GOP Risks Deep and Lasting Rift Over Electoral College Challenge of Biden
Biden (AP)

Friday, 01 January 2021 09:02 PM EST

President Donald Trump's extraordinary challenge of the Nov. 3 presidential election is becoming a defining moment for the Republican Party, one that will come to a head at Wednesday's joint session of Congress to confirm the Electoral College results.

Senate Majority Leader Mitch McConnell is urging Republicans not to try to overturn the election, in which Joe Biden prevailed, but not everyone is heeding him. Sen. Josh Hawley of Missouri vows to join House Republicans in objecting to the state tallies.

Then there's the other side of the party's split; GOP Sen. Ben Sasse of Nebraska warns such challenges are a “dangerous ploy” threatening the nation's civic norms.

Caught in the middle is Vice President Mike Pence, who faces growing pressure and a lawsuit from Trump's allies over his ceremonial role in presiding over the session Wednesday.

Political experts anticipate no significant change in the outcome. Biden is set to be inaugurated Jan. 20 after winning the Electoral College vote 306-232. But the effort to force a vote on the college's conclusion is forcing Republicans to make choices that will set the contours of the post-Trump era and an evolving GOP.

“I will not be participating in a project to overturn the election,” Sasse wrote in a lengthy social media post.

Sasse, a potential 2024 presidential contender, said he was "urging my colleagues also to reject this dangerous ploy.”

Trump, the first president to lose a reelection bid in almost 30 years, has attributed his defeat to widespread voter fraud. But those claims have gained little to no traction in the courts. Indeed, of the roughly 50 lawsuits the president and his allies have filed challenging election results, nearly all have been dismissed or dropped, either because judges said they had no standing to intervent or because they found the evidence insufficient.

He’s also lost twice in efforts to get the Supreme Court to step in.

Still, the president has pushed Republican senators to pursue his charges even though the Electoral College has already cemented Biden’s victory. Wednesday is when Congress is to formally recognize the count before the new president is sworn in.

“We are letting people vote their conscience,” Sen. John Thune, the second-ranking Republican, told reporters at the Capitol.

Thune's remarks as the GOP whip in charge of rounding up votes show that Republican leadership is not putting its muscle behind Trump's demands, but allowing senators to choose their course. He noted the gravity of questioning the election outcome.

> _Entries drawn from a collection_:
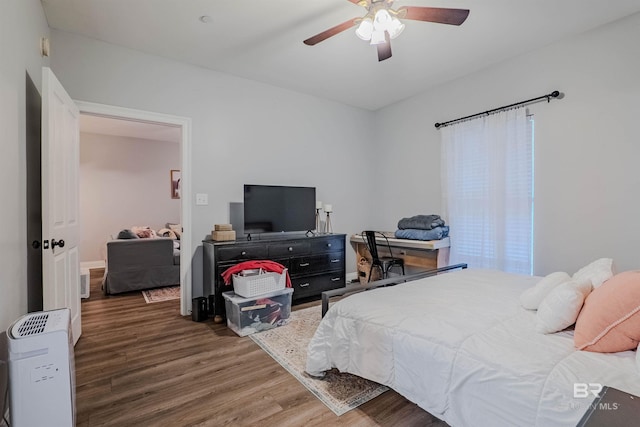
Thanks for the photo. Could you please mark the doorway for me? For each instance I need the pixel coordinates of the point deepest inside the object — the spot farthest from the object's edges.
(184, 126)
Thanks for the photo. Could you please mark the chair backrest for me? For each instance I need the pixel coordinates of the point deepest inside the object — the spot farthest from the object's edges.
(369, 237)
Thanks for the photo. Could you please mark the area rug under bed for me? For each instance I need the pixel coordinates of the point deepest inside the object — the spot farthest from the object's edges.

> _Written problem A_: Decide whether each statement agrees with the article on the Electoral College challenge, answering yes or no and quoting the deciding words: (i) Biden won the Electoral College vote 306-232. (ii) McConnell is urging Republicans to object to the state tallies. (iii) Trump has lost once in trying to get the Supreme Court to step in.
> _Written problem B_: Put every line of the listing into a Markdown table with the columns Row and Line, skipping blank lines. Leave the pictures out of your answer.
The article and the listing come from separate sources.

> _Final answer A_:
(i) Yes: "after winning the Electoral College vote 306-232"
(ii) No: "Senate Majority Leader Mitch McConnell is urging Republicans not to try to overturn the election"
(iii) No: "He’s also lost twice in efforts to get the Supreme Court to step in."

> _Final answer B_:
| Row | Line |
|---|---|
| 1 | Thanks for the photo. Could you please mark the doorway for me? For each instance I need the pixel coordinates of the point deepest inside the object — the spot farthest from the object's edges. |
| 2 | (184, 126) |
| 3 | Thanks for the photo. Could you please mark the chair backrest for me? For each instance I need the pixel coordinates of the point deepest inside the object — the spot farthest from the object's edges. |
| 4 | (369, 237) |
| 5 | Thanks for the photo. Could you please mark the area rug under bed for me? For each instance I need the pixel coordinates of the point deepest inside the object — the spot farthest from the object's edges. |